◆ PROVIDED ENTRIES
____

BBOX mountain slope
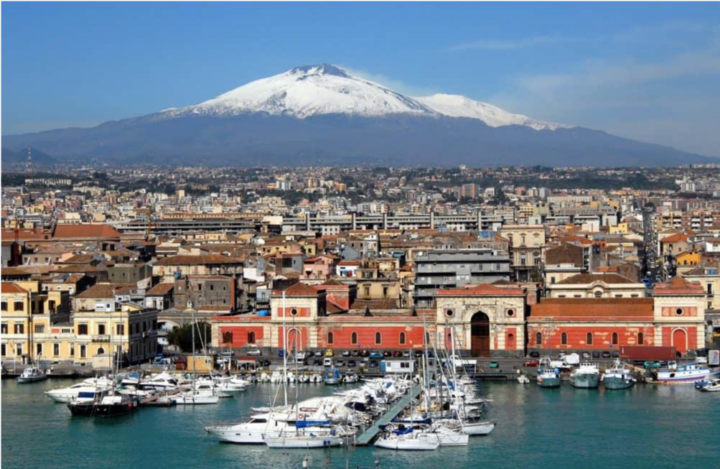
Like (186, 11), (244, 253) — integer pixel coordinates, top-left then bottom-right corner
(0, 65), (714, 167)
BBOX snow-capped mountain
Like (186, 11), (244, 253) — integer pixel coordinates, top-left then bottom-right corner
(0, 65), (715, 167)
(161, 64), (570, 130)
(415, 94), (572, 130)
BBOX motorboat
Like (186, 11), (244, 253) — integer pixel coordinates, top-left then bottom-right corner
(45, 378), (112, 404)
(695, 378), (720, 392)
(655, 363), (718, 384)
(323, 368), (342, 385)
(17, 366), (48, 384)
(375, 425), (440, 451)
(67, 389), (138, 417)
(600, 360), (635, 390)
(570, 363), (600, 389)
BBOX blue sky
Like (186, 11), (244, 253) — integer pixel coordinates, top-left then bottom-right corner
(0, 0), (720, 156)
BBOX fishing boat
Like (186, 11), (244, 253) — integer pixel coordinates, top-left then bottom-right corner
(17, 366), (48, 384)
(600, 360), (635, 389)
(695, 378), (720, 392)
(375, 425), (440, 451)
(570, 363), (600, 389)
(537, 357), (560, 388)
(323, 368), (342, 385)
(67, 390), (137, 417)
(654, 363), (718, 384)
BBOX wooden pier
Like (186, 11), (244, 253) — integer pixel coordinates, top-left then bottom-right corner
(355, 386), (422, 446)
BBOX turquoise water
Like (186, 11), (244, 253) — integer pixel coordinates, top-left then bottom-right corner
(0, 380), (720, 469)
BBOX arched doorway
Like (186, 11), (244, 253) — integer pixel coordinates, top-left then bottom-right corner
(470, 313), (490, 357)
(673, 329), (687, 355)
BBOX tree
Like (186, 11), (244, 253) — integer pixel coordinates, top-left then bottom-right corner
(167, 322), (212, 352)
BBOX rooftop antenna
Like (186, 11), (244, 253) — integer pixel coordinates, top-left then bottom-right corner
(25, 147), (32, 175)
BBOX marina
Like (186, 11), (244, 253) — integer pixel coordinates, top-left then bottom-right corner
(0, 368), (720, 469)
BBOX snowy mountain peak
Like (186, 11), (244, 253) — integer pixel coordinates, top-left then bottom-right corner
(163, 64), (568, 130)
(415, 94), (572, 130)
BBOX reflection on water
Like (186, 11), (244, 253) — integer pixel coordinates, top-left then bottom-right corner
(0, 380), (720, 469)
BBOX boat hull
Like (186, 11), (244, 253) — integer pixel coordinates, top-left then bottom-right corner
(265, 435), (342, 449)
(603, 376), (635, 390)
(570, 373), (600, 389)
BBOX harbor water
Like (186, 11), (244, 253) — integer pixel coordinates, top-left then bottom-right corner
(0, 380), (720, 469)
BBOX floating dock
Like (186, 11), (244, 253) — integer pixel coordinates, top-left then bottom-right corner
(355, 386), (422, 446)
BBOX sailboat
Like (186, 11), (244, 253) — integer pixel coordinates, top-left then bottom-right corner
(173, 302), (220, 405)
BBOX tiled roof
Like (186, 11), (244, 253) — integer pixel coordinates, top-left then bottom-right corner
(437, 284), (525, 296)
(53, 224), (120, 239)
(155, 254), (243, 266)
(556, 274), (635, 285)
(529, 298), (654, 322)
(0, 282), (27, 293)
(146, 283), (175, 296)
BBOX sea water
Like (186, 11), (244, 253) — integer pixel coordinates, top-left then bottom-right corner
(0, 380), (720, 469)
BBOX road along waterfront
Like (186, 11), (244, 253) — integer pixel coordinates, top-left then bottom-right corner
(0, 380), (720, 469)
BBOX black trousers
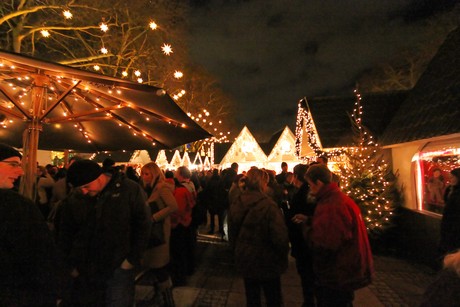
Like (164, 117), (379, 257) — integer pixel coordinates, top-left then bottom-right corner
(316, 286), (355, 307)
(244, 277), (283, 307)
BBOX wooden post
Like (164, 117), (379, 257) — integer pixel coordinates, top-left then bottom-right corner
(20, 74), (48, 200)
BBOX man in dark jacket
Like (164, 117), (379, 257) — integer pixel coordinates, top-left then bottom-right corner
(294, 164), (374, 306)
(283, 164), (316, 307)
(58, 160), (150, 306)
(0, 144), (59, 306)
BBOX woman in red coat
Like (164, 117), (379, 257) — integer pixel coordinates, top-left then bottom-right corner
(293, 164), (374, 306)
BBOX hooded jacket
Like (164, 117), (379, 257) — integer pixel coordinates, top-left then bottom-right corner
(228, 191), (289, 280)
(310, 183), (374, 290)
(58, 173), (151, 280)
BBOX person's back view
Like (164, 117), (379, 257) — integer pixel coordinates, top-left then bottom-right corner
(228, 169), (289, 306)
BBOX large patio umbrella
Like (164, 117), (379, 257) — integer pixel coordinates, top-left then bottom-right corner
(0, 50), (211, 200)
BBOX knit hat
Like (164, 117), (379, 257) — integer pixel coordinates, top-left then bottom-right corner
(450, 167), (460, 180)
(0, 143), (22, 161)
(67, 160), (102, 187)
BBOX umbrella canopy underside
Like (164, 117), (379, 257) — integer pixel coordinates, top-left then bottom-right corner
(0, 51), (211, 152)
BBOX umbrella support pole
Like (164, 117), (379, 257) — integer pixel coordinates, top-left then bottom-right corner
(19, 75), (48, 201)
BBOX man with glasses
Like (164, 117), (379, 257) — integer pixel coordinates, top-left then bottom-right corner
(58, 160), (150, 306)
(0, 143), (59, 306)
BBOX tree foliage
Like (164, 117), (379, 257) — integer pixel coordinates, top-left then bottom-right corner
(340, 90), (401, 239)
(0, 0), (232, 146)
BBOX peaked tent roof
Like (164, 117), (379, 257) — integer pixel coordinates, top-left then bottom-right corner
(380, 27), (460, 145)
(259, 126), (287, 157)
(267, 126), (298, 162)
(307, 91), (408, 148)
(220, 126), (267, 164)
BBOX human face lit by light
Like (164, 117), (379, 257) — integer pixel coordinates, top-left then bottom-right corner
(0, 157), (24, 189)
(141, 168), (153, 185)
(450, 174), (458, 185)
(78, 177), (104, 196)
(306, 177), (324, 196)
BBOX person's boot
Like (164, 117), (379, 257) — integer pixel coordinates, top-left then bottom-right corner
(155, 278), (175, 307)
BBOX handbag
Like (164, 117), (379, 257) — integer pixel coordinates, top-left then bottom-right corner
(148, 201), (166, 248)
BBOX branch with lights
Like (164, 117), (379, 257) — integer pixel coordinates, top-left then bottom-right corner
(339, 89), (401, 239)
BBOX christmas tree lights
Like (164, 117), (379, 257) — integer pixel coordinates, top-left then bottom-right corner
(339, 90), (400, 238)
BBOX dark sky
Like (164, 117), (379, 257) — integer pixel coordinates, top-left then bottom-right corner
(186, 0), (457, 141)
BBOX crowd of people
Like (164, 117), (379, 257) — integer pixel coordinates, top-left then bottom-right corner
(0, 144), (460, 306)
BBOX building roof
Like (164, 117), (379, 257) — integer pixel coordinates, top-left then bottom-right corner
(93, 150), (134, 163)
(380, 28), (460, 145)
(259, 128), (286, 156)
(307, 91), (408, 148)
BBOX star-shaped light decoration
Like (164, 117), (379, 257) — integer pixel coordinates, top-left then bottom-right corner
(62, 10), (73, 19)
(174, 70), (184, 79)
(149, 21), (158, 30)
(99, 22), (109, 32)
(161, 44), (173, 55)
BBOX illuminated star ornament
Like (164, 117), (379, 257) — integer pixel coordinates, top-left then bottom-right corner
(161, 44), (173, 55)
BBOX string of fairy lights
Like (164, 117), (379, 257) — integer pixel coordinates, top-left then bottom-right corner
(0, 7), (234, 151)
(340, 89), (398, 236)
(295, 89), (398, 236)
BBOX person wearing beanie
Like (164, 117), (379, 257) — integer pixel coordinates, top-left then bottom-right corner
(439, 168), (460, 256)
(58, 160), (151, 306)
(0, 143), (59, 306)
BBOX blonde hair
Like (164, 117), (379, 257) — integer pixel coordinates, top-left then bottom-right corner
(141, 162), (165, 187)
(444, 249), (460, 276)
(246, 168), (269, 192)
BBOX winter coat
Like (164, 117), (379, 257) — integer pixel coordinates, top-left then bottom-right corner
(143, 181), (177, 268)
(310, 183), (374, 290)
(284, 183), (316, 260)
(440, 185), (460, 254)
(58, 173), (151, 280)
(0, 189), (59, 306)
(171, 185), (195, 228)
(228, 191), (289, 280)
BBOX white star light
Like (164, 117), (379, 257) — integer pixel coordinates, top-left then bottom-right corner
(99, 22), (109, 32)
(149, 21), (158, 30)
(174, 70), (184, 79)
(62, 10), (73, 19)
(161, 44), (173, 55)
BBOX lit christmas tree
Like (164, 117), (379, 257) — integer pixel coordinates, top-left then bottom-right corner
(340, 90), (401, 239)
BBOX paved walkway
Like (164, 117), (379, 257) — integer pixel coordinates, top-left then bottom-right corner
(136, 234), (435, 307)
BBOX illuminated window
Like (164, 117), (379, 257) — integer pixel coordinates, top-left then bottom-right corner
(413, 140), (460, 214)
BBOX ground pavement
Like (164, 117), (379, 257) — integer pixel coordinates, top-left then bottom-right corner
(136, 230), (436, 307)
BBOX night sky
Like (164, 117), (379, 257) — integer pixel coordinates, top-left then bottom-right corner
(186, 0), (458, 141)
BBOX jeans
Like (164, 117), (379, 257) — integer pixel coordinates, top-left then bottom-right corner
(105, 268), (135, 307)
(244, 277), (282, 307)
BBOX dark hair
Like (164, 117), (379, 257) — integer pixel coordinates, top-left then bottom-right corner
(305, 164), (332, 184)
(246, 168), (269, 192)
(177, 166), (192, 179)
(318, 155), (329, 164)
(293, 164), (308, 182)
(450, 167), (460, 182)
(165, 171), (174, 179)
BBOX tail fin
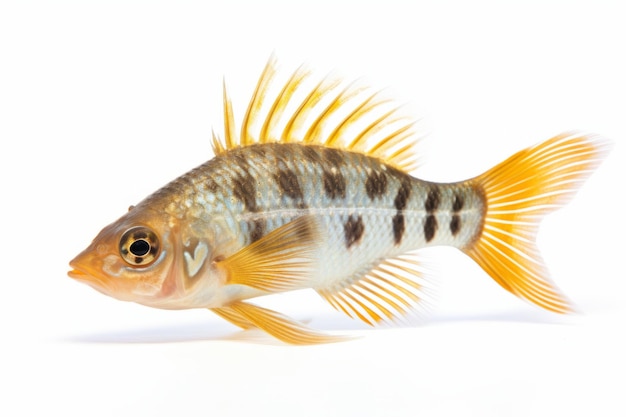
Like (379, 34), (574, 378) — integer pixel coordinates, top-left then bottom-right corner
(464, 134), (610, 313)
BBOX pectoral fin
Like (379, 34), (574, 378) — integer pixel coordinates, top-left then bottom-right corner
(211, 301), (346, 345)
(217, 216), (320, 292)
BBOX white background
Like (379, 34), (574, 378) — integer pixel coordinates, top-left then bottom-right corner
(0, 1), (626, 416)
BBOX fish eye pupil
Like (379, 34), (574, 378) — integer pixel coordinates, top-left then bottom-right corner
(118, 226), (160, 268)
(128, 239), (150, 256)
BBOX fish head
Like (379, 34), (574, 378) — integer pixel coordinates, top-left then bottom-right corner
(68, 207), (229, 309)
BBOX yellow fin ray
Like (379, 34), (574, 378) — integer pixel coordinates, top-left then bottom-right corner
(211, 301), (347, 345)
(213, 56), (418, 171)
(240, 55), (276, 149)
(318, 254), (428, 325)
(217, 216), (322, 292)
(209, 307), (256, 330)
(259, 67), (310, 143)
(464, 134), (609, 313)
(221, 80), (237, 151)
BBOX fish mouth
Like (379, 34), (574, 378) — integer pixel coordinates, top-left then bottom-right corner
(67, 269), (90, 281)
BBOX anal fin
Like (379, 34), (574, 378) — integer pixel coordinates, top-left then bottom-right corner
(211, 301), (346, 345)
(318, 254), (426, 325)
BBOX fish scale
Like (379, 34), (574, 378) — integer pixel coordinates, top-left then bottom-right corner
(150, 144), (484, 288)
(69, 58), (610, 344)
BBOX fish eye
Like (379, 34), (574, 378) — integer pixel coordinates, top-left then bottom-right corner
(120, 226), (159, 266)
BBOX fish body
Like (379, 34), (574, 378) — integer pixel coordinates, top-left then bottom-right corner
(70, 60), (608, 343)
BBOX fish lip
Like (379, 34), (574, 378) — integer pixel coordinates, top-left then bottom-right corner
(67, 269), (89, 280)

____

◆ EXERCISE PROMPT
Starting at the line that contains "BBOX pectoral fin" and ending at the line that contains "(318, 254), (426, 325)", give only those lines again, swapping "fish" for "carp" and changing nothing else.

◆ WORKED SOLUTION
BBOX pectoral fin
Like (379, 34), (574, 378) — integer pixel coordinates, top-left then bottom-right corner
(211, 301), (346, 345)
(217, 216), (320, 292)
BBOX white background
Like (379, 34), (574, 378) — integer pixel coordinates, top-left then bottom-right corner
(0, 1), (626, 416)
BBOX carp eye pupil
Like (379, 34), (574, 378) — integer pixel coordinates, top-left then bottom-right corner
(118, 226), (160, 268)
(128, 239), (150, 256)
BBOX carp head
Like (379, 34), (574, 378) — integer pixel coordinates, top-left then bottom-right corner
(68, 207), (229, 309)
BBOX yellow fin ray
Like (379, 34), (574, 378) — integer pixel coordinates, top-left then bottom-right corner
(211, 301), (347, 345)
(213, 56), (418, 171)
(240, 55), (276, 149)
(318, 254), (428, 325)
(217, 216), (322, 292)
(209, 307), (256, 330)
(259, 67), (310, 143)
(464, 134), (609, 313)
(221, 80), (237, 151)
BBOX carp mouth
Like (379, 34), (574, 378) — integer pixel coordinates, top-left then bottom-right corner
(67, 269), (90, 281)
BBOX anal fin
Like (379, 34), (574, 378) — integer pixel coordinates, top-left then bottom-right corner
(211, 301), (346, 345)
(318, 254), (426, 325)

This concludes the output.